Nannette: My Story


I was in a horrific car accident with my boyfriend at the age of seventeen. We had all been drinking. I ended up with broken pelvic bones and a closed head injury. It took 15 weeks before I was healed and out of the hospital. It was months before I could ride with other people driving and I have never been completely comfortable with others driving since. I started having panic attacks. Even the thought of having to ride in a car made me nervous. I ended up dropping out of high school and wasn’t able to graduate with my class – one of the many bad choices I would live to regret. Post-traumatic stress was something I had to educate myself about because, before, I believed that only soldiers suffered from this disorder. My father died a few years prior to this and when I was 24 my mother died a horrible death of hepatic shock after complications from back surgery. At the time I was dating a guy who got too drunk and tried to drive his truck through a building. His gas tank exploded and he suffered third degree burns over 85% of his body and died two days later. There was a funeral but I was never able to say good-bye. As I was with my dying mother, my friends decided not to tell me about the situation. They thought they were sparing me from another emotional breakdown. Really, it just made me mad that they would hide things from me; trying to protect me only made it worse. I was then in an abusive relationship with my son’s father for fifteen years. I had already been labeled an emotional, unbalanced woman. According to him and my family doctor, all the symptoms and pain I endured for years was all in my head and I should seek counseling. I found out that the father of my son, whom I spent the last fifteen years dedicating myself to, had been lying to me about our relationship. He had another family with someone he had introduced me to as his “friend,” when my son was about two. This family soon became a part of my family and I lived in complete denial for the last years we were together. Choosing to end this relationship was the hardest thing I ever had to do. I became a single mom of a ten-year-old overnight. I had no money, no job, and the only skill I believed I had was being a good babysitter. The chance that my son will suffer from mental illness is doubled by just living with me. I had to heal myself and somehow make a life for myself and him.

After being diagnosed with major depression, I was prescribed medication and told I would have to take it the rest of my life. My whole life finally made sense to me. Until this point I spent most of my life feeling hopelessly unloved by everyone. It was a relief when I found out I wasn’t just stupid and unmotivated. I had a disorder that, with years of therapy, groups, coping skills and pretending I could handle my own life, would become my reality. I was able to quit drinking within months but it took years before I could quit smoking. I tried to hide my depression most of my adult life, drowning myself in a world filled with alcohol and drugs. I had been self-medicating to try to rid my mind of what I believed to be the demons that kept me from really loving myself unconditionally and others, as everyone deserves to be loved.

When I was offered the chance to become a Peer Support Specialist, I was scared, but I forced myself to apply. I was hired, took the training for Peer Supports and became Certified. I had achieved many of my goals by focusing on peers that were a whole lot worse off than I was. I believe I found my purpose.

I am sharing my story for two reasons. The first is because putting my story out there in public is one of my biggest fears, and I know from experience that the only way to get over your fears is to face them head on. After living through telling my story, I will have more confidence in myself and my journey toward recovery. The second is because I want to instill HOPE in other’s lives, for people who continue to suffer and struggle for years to get the help and support that will allow them to have a better quality of life. Stigma in having a mental illness is a hard obstacle to overcome but it can be done.

* [REQUIRED ACTION 1]:
In Nannette's story, how long did it take before the writer was healed and out of the hospital after the car accident?
* [REQUIRED ACTION 2]:
Please rewrite the stretch of Nannette's story from "I am sharing" through "can be done.", replacing "biggest fears" with "greatest fears".
* [REQUIRED ACTION 3]:
Summarize Nannette's story in two sentences.

* [DATA EXTRACT]:
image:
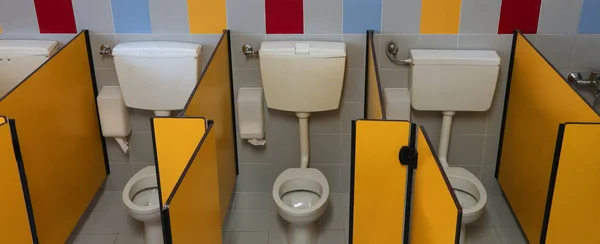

* [TASK RESULT 1]:
It took 15 weeks.

* [TASK RESULT 2]:
I am sharing my story for two reasons. The first is because putting my story out there in public is one of my greatest fears, and I know from experience that the only way to get over your fears is to face them head on. After living through telling my story, I will have more confidence in myself and my journey toward recovery. The second is because I want to instill HOPE in other’s lives, for people who continue to suffer and struggle for years to get the help and support that will allow them to have a better quality of life. Stigma in having a mental illness is a hard obstacle to overcome but it can be done.

* [TASK RESULT 3]:
After a car accident at seventeen, the deaths of both parents and of a boyfriend, and fifteen years in an abusive relationship, Nannette was diagnosed with major depression, quit drinking and later smoking, and found a purpose as a certified Peer Support Specialist. The story is shared to face one of the writer's biggest fears and to instill hope in others who struggle with mental illness and its stigma.